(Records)
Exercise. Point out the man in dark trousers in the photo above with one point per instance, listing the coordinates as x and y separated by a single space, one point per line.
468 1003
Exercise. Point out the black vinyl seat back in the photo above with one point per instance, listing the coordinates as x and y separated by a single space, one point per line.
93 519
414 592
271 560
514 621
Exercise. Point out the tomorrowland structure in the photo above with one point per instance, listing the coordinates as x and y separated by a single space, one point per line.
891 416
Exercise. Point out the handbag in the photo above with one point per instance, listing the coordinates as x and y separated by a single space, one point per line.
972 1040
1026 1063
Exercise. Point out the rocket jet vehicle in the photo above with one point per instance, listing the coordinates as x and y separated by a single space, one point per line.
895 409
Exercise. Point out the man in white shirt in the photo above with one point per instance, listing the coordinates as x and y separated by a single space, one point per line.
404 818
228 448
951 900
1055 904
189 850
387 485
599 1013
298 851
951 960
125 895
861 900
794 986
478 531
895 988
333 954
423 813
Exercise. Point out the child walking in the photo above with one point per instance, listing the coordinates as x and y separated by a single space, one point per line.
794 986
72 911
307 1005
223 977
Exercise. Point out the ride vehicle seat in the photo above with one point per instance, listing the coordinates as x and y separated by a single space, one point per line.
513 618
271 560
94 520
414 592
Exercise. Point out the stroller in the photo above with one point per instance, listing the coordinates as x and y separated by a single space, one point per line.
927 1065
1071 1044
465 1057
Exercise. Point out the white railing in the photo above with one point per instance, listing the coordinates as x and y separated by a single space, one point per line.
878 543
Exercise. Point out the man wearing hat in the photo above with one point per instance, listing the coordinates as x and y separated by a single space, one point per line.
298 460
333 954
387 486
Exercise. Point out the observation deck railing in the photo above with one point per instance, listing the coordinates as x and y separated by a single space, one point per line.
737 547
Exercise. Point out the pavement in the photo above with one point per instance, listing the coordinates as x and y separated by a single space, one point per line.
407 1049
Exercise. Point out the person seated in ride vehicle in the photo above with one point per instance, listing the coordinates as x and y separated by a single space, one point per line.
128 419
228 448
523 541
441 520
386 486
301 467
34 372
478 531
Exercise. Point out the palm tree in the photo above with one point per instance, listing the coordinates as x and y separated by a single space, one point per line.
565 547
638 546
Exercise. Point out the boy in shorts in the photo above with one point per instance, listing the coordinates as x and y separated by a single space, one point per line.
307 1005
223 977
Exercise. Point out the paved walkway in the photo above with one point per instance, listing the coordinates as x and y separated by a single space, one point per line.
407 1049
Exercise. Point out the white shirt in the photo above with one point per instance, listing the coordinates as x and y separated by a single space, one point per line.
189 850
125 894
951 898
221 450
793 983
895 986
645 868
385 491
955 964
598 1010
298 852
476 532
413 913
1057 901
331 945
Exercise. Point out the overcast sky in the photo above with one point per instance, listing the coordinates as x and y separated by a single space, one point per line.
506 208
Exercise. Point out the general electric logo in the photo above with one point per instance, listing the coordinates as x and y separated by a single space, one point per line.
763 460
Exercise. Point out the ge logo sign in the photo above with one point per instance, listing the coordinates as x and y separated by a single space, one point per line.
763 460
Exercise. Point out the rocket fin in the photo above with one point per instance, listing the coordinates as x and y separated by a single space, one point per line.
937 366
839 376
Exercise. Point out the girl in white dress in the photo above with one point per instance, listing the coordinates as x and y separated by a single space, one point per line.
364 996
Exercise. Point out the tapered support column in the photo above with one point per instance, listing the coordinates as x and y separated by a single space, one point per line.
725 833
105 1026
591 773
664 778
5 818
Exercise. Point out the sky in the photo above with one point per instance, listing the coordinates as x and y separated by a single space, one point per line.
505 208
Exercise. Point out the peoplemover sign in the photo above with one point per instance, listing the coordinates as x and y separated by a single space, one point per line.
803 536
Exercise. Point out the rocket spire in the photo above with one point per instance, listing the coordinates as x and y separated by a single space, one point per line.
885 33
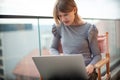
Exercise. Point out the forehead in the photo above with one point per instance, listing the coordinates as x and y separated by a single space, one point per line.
62 13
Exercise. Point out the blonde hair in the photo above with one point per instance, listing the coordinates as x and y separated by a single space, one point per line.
65 6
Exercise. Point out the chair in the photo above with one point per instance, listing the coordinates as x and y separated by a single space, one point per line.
104 49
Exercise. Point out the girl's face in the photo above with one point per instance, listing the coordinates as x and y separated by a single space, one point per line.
67 18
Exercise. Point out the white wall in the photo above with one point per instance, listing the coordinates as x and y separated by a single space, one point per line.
87 8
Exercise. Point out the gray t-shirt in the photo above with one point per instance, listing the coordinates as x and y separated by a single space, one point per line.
79 39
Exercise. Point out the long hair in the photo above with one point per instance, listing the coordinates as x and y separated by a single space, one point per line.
65 6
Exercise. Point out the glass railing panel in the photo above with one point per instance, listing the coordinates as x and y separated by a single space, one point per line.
45 35
19 42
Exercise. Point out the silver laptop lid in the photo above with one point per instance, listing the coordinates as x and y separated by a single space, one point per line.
57 65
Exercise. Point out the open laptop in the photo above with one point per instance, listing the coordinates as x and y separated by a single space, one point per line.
61 66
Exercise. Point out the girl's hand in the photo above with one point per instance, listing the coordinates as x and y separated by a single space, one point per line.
89 69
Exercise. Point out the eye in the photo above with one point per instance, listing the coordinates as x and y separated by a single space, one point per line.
65 14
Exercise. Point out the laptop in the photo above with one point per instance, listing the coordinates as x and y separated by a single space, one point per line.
61 66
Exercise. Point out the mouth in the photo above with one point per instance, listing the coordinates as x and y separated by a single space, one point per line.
66 22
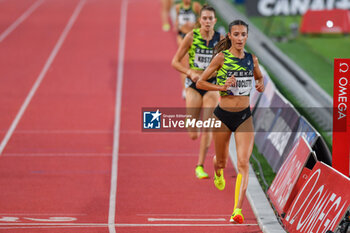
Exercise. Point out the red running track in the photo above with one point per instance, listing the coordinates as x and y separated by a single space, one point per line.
55 170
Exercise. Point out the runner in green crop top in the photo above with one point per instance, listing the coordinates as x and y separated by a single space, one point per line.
236 71
199 43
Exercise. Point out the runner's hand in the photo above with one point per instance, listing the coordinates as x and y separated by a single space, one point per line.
259 85
230 82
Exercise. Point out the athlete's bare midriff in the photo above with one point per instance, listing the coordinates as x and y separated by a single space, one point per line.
234 103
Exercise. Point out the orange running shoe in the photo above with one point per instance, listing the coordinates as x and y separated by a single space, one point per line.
237 217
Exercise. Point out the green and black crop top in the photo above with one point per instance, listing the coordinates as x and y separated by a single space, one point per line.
200 54
242 69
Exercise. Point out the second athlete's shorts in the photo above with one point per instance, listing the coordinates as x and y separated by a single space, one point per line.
232 119
190 83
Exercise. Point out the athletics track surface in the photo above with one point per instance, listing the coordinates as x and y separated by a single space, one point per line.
74 76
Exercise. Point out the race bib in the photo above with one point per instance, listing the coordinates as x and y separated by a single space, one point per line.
243 86
202 58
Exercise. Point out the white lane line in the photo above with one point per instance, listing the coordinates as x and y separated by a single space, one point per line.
118 102
23 17
185 215
37 225
184 225
61 131
58 154
88 154
43 214
41 75
186 219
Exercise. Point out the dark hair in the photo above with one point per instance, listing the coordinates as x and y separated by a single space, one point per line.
225 43
207 8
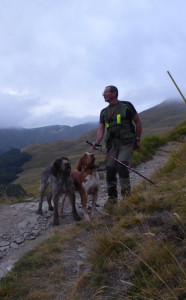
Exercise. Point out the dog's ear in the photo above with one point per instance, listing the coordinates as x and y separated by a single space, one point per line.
56 167
80 164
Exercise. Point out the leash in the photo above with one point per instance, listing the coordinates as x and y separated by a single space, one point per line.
99 148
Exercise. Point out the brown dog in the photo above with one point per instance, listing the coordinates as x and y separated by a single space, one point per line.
61 182
86 182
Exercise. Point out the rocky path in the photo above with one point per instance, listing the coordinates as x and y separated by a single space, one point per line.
21 229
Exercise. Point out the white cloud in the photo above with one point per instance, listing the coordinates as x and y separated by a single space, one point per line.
56 57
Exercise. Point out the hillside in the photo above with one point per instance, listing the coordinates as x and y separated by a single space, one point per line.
12 138
134 251
163 117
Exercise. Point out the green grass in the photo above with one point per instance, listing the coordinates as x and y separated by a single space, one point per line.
129 258
44 155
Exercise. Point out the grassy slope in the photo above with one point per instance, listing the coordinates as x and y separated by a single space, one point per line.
44 155
138 252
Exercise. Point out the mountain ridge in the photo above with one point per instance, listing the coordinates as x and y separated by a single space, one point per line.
155 120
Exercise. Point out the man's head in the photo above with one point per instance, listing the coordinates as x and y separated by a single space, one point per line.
110 93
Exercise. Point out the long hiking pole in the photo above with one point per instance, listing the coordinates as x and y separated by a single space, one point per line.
98 147
176 86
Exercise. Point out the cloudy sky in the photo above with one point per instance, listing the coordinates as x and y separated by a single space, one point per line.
56 57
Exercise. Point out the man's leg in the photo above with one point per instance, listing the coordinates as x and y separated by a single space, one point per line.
111 176
125 156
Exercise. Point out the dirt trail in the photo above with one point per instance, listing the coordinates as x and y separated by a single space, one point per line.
21 229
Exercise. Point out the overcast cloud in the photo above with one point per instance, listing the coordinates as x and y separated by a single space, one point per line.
56 57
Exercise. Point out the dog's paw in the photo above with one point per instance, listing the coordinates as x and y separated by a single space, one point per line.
39 212
55 223
77 217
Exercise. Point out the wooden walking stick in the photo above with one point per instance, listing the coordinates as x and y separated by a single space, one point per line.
177 86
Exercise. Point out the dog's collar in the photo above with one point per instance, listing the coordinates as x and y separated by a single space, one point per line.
85 167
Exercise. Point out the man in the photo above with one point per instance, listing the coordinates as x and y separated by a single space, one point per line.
123 135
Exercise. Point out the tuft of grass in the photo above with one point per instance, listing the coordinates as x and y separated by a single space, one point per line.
41 272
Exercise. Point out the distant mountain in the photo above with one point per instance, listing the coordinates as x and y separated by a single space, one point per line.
163 117
156 120
13 138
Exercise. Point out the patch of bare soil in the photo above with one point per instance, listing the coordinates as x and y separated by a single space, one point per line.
21 229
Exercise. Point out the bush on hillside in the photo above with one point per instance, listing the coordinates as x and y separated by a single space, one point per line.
10 165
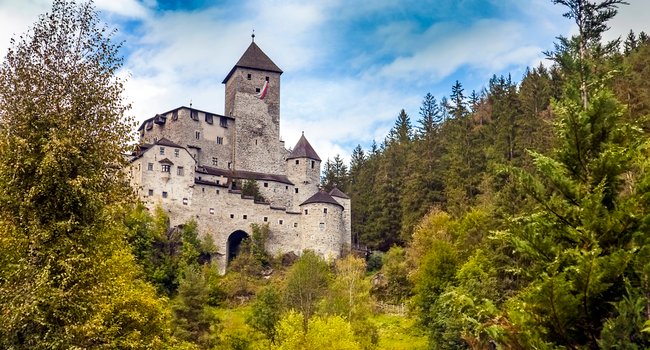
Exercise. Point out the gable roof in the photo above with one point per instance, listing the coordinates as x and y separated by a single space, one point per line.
254 58
303 150
166 142
335 192
321 197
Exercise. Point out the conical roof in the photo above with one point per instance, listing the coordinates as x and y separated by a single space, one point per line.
303 150
335 192
321 197
254 58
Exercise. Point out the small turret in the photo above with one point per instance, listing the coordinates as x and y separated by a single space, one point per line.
303 169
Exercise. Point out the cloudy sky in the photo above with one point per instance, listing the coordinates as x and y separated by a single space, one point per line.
349 65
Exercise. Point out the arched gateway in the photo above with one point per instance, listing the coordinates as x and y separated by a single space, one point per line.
234 243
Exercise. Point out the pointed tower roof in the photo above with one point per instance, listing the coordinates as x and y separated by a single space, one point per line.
303 150
321 197
335 192
254 58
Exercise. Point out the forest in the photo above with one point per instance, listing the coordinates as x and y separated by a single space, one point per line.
515 217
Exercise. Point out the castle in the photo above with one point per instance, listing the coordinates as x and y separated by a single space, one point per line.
194 163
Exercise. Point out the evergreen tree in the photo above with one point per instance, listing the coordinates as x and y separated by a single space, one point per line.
67 278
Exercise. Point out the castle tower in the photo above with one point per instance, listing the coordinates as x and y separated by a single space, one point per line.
303 169
253 99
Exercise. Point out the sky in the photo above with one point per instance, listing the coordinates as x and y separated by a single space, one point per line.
349 66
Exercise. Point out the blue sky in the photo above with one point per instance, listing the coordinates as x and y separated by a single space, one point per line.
349 66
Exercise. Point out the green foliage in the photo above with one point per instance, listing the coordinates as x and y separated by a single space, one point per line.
252 189
67 278
266 312
331 332
193 319
306 283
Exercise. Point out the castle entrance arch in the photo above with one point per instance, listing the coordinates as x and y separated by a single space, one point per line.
234 243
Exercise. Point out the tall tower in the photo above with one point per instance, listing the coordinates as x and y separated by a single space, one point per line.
253 99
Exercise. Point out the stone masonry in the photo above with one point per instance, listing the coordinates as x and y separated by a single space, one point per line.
193 163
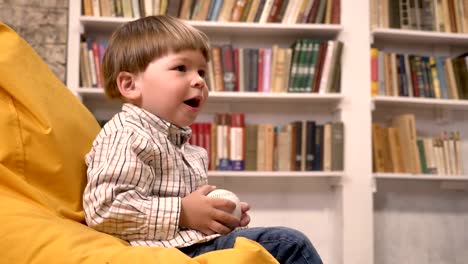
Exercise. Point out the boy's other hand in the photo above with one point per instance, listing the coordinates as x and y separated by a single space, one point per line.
245 218
207 214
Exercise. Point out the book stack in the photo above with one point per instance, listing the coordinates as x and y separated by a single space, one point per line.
302 145
396 74
257 11
429 15
397 149
308 66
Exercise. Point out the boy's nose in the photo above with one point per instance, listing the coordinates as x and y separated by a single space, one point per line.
198 81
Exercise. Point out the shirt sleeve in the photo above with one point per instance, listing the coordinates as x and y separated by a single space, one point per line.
118 198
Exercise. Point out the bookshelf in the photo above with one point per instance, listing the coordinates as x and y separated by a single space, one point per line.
414 214
333 208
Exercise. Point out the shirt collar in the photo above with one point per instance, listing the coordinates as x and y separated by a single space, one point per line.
177 135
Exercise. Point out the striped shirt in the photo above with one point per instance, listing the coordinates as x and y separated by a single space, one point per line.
139 168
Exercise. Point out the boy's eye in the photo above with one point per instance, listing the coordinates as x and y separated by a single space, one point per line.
202 73
181 68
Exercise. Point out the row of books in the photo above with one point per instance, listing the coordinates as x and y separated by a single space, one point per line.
307 66
260 11
395 74
430 15
302 145
398 149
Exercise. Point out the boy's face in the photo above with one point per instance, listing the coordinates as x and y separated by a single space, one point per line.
173 87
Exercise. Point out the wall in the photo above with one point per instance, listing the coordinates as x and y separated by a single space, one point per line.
43 24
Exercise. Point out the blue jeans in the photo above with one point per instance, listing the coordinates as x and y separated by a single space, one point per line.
287 245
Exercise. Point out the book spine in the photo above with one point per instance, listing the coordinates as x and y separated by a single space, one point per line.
237 141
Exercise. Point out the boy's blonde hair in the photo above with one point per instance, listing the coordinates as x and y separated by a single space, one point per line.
135 44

* STATED EXERCISE
Starting at the line that contains "Exercise. Point out the row" and continuing through the end of the rows, repeat those lines with "boy's" swapped for "child's" and everything else left the same.

* THE SOLUTION
Exercise. Point out the row of books in the photo above with one point per instance, listing the coordinates as x and y separated by a single space, one point per line.
307 66
260 11
395 74
430 15
302 145
398 149
Exercise. Point out the child's face in the photo above with one point per instance, listing the coordinates as x and y separated by a single space, one point per line.
173 87
Exercise. Point out the wall in the photo above with one point per instance, listing the coordinates as x and y separated by a single space, one point per line.
43 24
Exercise. Point out the blue jeans in the photo above with one point per instance, listing the coordinates as x and y separated by a single space, one point per line.
287 245
Exercise. Point out the book spine in the photo above with one point per instance, listing the coordinates as x and y separated by a single space, one point per line.
237 141
Exercise. Point out the child's blonde hair in the photo above with one point per instance, listing the coordinates as x and y separated by a single space, one point per line.
135 44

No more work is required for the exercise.